Copy the following lines word for word, leaving out the pictures.

========================================================================

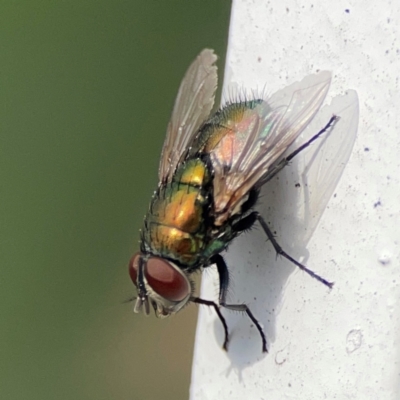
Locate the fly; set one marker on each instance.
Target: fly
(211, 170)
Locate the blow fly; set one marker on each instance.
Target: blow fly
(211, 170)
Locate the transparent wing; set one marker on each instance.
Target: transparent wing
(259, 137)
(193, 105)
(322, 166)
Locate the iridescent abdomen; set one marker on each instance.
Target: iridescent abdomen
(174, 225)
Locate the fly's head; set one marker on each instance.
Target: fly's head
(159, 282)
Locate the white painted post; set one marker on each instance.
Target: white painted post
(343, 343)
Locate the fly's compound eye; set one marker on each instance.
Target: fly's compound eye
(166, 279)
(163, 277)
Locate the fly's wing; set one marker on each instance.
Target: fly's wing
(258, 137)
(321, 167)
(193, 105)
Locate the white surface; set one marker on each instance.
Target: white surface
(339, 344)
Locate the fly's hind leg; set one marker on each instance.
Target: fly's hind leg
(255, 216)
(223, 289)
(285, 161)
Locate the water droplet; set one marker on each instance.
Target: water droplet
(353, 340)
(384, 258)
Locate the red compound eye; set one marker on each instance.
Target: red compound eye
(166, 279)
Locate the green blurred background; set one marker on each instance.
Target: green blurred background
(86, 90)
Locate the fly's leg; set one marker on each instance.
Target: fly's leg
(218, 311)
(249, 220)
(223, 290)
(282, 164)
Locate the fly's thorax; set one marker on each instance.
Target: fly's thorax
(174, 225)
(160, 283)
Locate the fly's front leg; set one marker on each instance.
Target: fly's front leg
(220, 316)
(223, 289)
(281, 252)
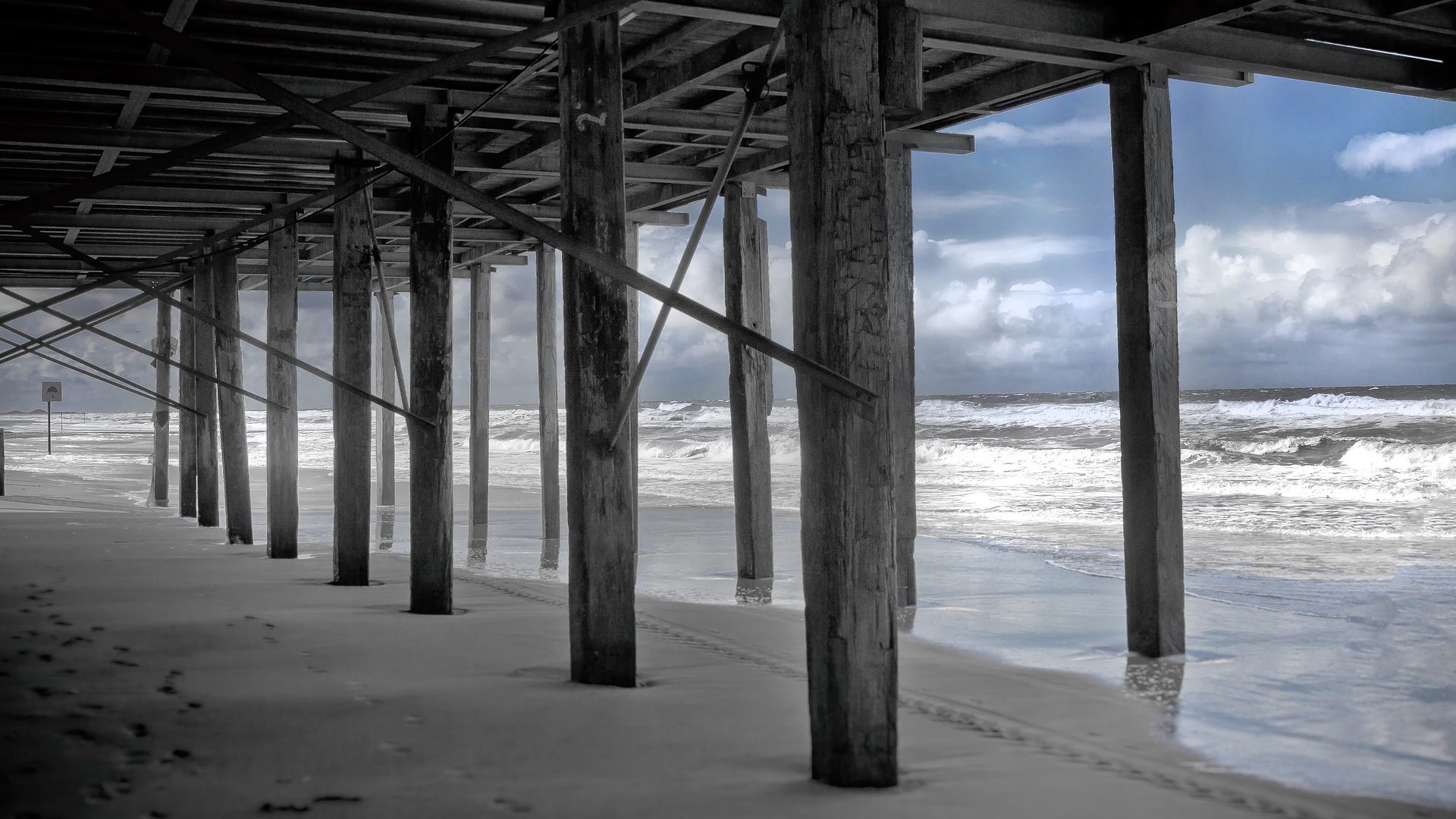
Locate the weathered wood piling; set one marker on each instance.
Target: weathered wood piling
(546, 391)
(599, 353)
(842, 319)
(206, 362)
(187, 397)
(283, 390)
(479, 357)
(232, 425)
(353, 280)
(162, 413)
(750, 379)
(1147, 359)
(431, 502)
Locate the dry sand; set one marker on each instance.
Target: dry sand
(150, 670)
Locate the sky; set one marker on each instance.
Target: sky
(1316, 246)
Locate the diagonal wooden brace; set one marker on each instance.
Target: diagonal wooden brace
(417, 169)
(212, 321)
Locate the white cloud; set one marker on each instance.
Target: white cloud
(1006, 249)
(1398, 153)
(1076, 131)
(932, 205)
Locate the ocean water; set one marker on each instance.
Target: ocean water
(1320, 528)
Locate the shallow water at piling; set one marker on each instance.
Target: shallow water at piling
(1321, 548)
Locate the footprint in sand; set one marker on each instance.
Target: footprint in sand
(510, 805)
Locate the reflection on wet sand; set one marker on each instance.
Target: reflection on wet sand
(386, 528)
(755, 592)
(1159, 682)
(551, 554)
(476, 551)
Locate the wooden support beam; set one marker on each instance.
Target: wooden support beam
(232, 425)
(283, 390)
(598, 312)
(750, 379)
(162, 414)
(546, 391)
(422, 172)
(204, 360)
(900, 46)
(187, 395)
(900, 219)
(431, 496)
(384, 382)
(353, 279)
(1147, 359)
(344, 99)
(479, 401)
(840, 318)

========================================================================

*Task solution*.
Locate the fly; set one marker on each instance.
Target: fly
(211, 170)
Locate the blow fly; set one marker on each instance.
Target: blow fly
(211, 170)
Locate the transparent wing; set one marker on each instance.
Target: transparent wing
(259, 137)
(193, 105)
(322, 166)
Locate the iridescent abdomen; set one marker on each instance.
Target: iridescent abdomen
(174, 225)
Locate the fly's head; set one marker on each instance.
Target: fly's head
(159, 282)
Locate the white painted post; set one marker on each instance.
Target: white painted post
(343, 343)
Locate the fly's compound eye; set one marker on each instance.
Target: fly's compound eye
(166, 279)
(163, 277)
Locate the fly's wing; set one marker on each instance.
Target: fly's wing
(258, 137)
(321, 167)
(193, 105)
Locate the white surface; set one marker on each instance.
Target: white surface
(339, 344)
Locate the fly's hind leg; set one marker on each instance.
Target: fly's hind leg
(255, 216)
(223, 289)
(285, 161)
Locate the water droplet; set one marker on each instance.
Target: water droplet
(353, 340)
(384, 258)
Locate the red compound eye; set one marker on each instance.
Target: red compound eye
(166, 279)
Locate the green blurred background; set one marker on each instance.
Target: green blurred background
(86, 90)
Locate the fly's leg; set one marker on each instance.
Target: fly's leg
(218, 311)
(249, 220)
(223, 290)
(282, 164)
Locate the fly's thorax; set one marker on each instance.
Target: fly's thorax
(174, 225)
(160, 283)
Locate the fly's front leg; set one marker on each instance.
Target: fly's front leg
(220, 316)
(223, 289)
(281, 252)
Locate the weathered wood piling; set one marker on each instance.
Target: weathered wood piling
(546, 391)
(599, 353)
(842, 319)
(206, 362)
(187, 397)
(283, 390)
(479, 357)
(232, 425)
(353, 280)
(162, 413)
(750, 379)
(1147, 359)
(431, 502)
Locate the dry sand; set one marker on each instance.
Target: dry sand
(150, 670)
Locate the sky; set one marker on each instance.
Target: sky
(1316, 246)
Locate the diagonal wooden brace; set one marker on each instance.
Target: diagonal wooden brace
(417, 169)
(212, 321)
Locate the white cloud; set one marker on each instance.
Target: white cloud
(1006, 249)
(1398, 153)
(1076, 131)
(932, 205)
Locate the ocean water; set one marker on each instance.
Target: ocean water
(1320, 528)
Locate the shallow water at piling; set one marker on each instance.
Target: shallow water at piling
(1321, 548)
Locate the footprint in sand; set one marker on each instance.
Target: footprint in sand
(510, 805)
Locate the reflection on wet sand; set one marker on each instance.
Target: reflection on wet sand
(386, 528)
(755, 592)
(1159, 682)
(551, 554)
(476, 551)
Locate the wooden support beam; set one marker on each instance.
Target: wooden support beam
(232, 425)
(283, 390)
(598, 312)
(750, 379)
(162, 414)
(546, 391)
(422, 172)
(204, 360)
(900, 46)
(187, 395)
(900, 219)
(431, 496)
(384, 382)
(353, 279)
(1147, 359)
(344, 99)
(479, 401)
(840, 318)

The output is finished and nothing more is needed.